Excerpts of pointing data:
-*-

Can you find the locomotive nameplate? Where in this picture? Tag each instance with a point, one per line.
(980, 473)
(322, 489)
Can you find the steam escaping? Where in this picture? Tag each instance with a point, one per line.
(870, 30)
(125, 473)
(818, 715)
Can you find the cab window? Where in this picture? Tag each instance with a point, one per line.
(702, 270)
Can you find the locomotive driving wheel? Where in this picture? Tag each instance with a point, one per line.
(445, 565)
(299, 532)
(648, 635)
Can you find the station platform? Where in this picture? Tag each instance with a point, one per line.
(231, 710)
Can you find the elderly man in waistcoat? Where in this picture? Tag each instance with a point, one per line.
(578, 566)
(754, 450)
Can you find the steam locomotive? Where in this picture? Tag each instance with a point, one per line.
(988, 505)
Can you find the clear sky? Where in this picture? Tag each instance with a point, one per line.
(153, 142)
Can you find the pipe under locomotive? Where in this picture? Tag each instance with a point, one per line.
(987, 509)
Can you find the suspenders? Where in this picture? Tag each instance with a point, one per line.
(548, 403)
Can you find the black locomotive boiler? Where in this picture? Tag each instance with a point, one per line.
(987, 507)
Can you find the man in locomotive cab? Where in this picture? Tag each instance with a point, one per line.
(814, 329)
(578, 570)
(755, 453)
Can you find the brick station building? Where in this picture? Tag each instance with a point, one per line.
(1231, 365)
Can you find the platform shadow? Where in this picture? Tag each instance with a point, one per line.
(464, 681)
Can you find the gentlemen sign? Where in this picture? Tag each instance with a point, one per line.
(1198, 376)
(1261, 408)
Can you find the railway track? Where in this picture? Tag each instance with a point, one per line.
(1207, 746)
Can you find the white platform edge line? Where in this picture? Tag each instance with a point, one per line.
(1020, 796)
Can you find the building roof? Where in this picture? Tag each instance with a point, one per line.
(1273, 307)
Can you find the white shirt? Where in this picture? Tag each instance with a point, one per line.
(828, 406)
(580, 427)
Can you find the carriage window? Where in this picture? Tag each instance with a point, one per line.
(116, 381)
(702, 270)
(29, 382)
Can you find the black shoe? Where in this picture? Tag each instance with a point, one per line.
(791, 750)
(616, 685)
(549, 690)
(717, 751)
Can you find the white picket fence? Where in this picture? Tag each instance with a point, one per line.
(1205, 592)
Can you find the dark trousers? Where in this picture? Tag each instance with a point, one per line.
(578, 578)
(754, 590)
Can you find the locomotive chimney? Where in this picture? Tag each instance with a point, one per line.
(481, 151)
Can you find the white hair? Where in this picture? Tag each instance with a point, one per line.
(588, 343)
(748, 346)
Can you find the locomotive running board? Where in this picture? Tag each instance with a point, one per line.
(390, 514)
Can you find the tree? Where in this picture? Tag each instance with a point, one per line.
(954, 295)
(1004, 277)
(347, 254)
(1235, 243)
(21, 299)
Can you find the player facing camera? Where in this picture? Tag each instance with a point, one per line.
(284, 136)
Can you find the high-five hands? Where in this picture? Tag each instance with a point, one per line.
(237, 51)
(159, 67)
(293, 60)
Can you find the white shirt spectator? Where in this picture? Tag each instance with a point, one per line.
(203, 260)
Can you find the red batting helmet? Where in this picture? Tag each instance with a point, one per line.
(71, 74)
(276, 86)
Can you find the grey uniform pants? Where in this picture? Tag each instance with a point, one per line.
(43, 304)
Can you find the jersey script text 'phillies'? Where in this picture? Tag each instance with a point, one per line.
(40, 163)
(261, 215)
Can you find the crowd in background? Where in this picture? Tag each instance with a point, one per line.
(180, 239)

-*-

§ Short problem: Give the lines exactly as they stand, from the line with "Can you find the player" through the end of the material.

§ The output:
Can you find the player facing camera? Where in this picture? Tag each instance with a point, one per line.
(284, 136)
Can you find the high-five hands? Where in this picture? Tag each instance with a point, one per line.
(237, 51)
(159, 67)
(293, 60)
Can you find the white shirt spectator? Where in this picture? Tag each instance with a point, one per line.
(203, 260)
Can you find the red batting helmet? Where in this picture? Tag each instance with a point, one per line.
(71, 74)
(276, 86)
Can you find the grey uniform pants? Where in this picture? Tag each instance with a point, one per line.
(43, 304)
Can you find the jersey script text 'phillies'? Where in this picture? Tag each instance with a point, one per line.
(40, 163)
(261, 215)
Can you find the crowd in background? Where in this picture? Tag each instance with a point, one per line.
(180, 239)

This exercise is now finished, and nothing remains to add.